Reproduce the records from the line containing "outline large ribbed leaf, every instance" through the end of the records, both ends included, with "several separate parts" swapped for "multiple disjoint parts" and nothing else altered.
------ DATA EXCERPTS ------
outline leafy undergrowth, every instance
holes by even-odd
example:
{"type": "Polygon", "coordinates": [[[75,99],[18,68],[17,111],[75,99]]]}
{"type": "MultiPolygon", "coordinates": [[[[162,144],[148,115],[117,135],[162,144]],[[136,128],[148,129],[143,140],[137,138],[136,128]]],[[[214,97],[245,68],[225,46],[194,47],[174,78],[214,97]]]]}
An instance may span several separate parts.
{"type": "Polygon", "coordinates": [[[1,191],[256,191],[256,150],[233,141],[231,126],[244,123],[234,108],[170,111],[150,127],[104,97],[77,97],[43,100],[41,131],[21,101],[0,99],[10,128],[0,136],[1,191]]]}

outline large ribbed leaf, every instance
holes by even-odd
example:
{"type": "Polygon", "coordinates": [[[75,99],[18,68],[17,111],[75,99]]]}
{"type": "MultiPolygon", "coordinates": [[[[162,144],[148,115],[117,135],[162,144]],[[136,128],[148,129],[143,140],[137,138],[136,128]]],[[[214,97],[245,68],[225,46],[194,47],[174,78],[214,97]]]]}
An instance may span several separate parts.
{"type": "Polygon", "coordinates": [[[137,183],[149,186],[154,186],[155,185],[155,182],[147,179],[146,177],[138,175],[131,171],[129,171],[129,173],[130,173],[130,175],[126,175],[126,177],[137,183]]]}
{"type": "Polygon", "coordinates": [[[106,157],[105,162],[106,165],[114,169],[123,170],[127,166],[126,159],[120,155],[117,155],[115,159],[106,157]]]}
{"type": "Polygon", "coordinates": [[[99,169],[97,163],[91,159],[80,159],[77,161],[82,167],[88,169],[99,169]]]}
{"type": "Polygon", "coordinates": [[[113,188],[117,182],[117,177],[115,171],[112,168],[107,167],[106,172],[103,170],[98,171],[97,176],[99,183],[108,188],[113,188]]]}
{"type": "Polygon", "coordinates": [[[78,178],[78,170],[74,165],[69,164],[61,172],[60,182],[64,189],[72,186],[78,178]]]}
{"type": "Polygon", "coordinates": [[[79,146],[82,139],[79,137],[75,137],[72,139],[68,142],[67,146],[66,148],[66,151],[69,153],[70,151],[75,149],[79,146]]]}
------
• FULL SOLUTION
outline large ribbed leaf, every instance
holes by even-odd
example:
{"type": "Polygon", "coordinates": [[[75,99],[18,68],[17,111],[75,99]]]}
{"type": "MultiPolygon", "coordinates": [[[[162,144],[148,115],[117,135],[162,144]],[[136,128],[148,129],[143,140],[137,138],[136,128]]],[[[214,97],[245,68],[225,46],[194,47],[174,78],[214,97]]]]}
An instance may span multiple disjoint parts.
{"type": "Polygon", "coordinates": [[[137,183],[149,186],[154,186],[155,185],[155,182],[147,179],[146,177],[138,175],[131,171],[129,171],[129,173],[130,173],[130,175],[126,175],[126,177],[137,183]]]}
{"type": "Polygon", "coordinates": [[[106,157],[105,162],[106,165],[114,169],[123,170],[127,166],[126,159],[120,155],[117,155],[115,159],[106,157]]]}
{"type": "Polygon", "coordinates": [[[99,169],[97,163],[91,159],[80,159],[77,161],[82,167],[88,169],[99,169]]]}
{"type": "Polygon", "coordinates": [[[113,188],[117,182],[117,177],[115,171],[112,168],[107,167],[106,172],[103,170],[98,171],[97,176],[99,183],[108,188],[113,188]]]}
{"type": "Polygon", "coordinates": [[[78,178],[78,170],[74,165],[69,164],[61,172],[60,182],[64,189],[72,186],[78,178]]]}
{"type": "Polygon", "coordinates": [[[79,146],[82,139],[79,137],[75,137],[72,139],[68,142],[67,146],[66,148],[66,151],[69,153],[70,151],[75,149],[79,146]]]}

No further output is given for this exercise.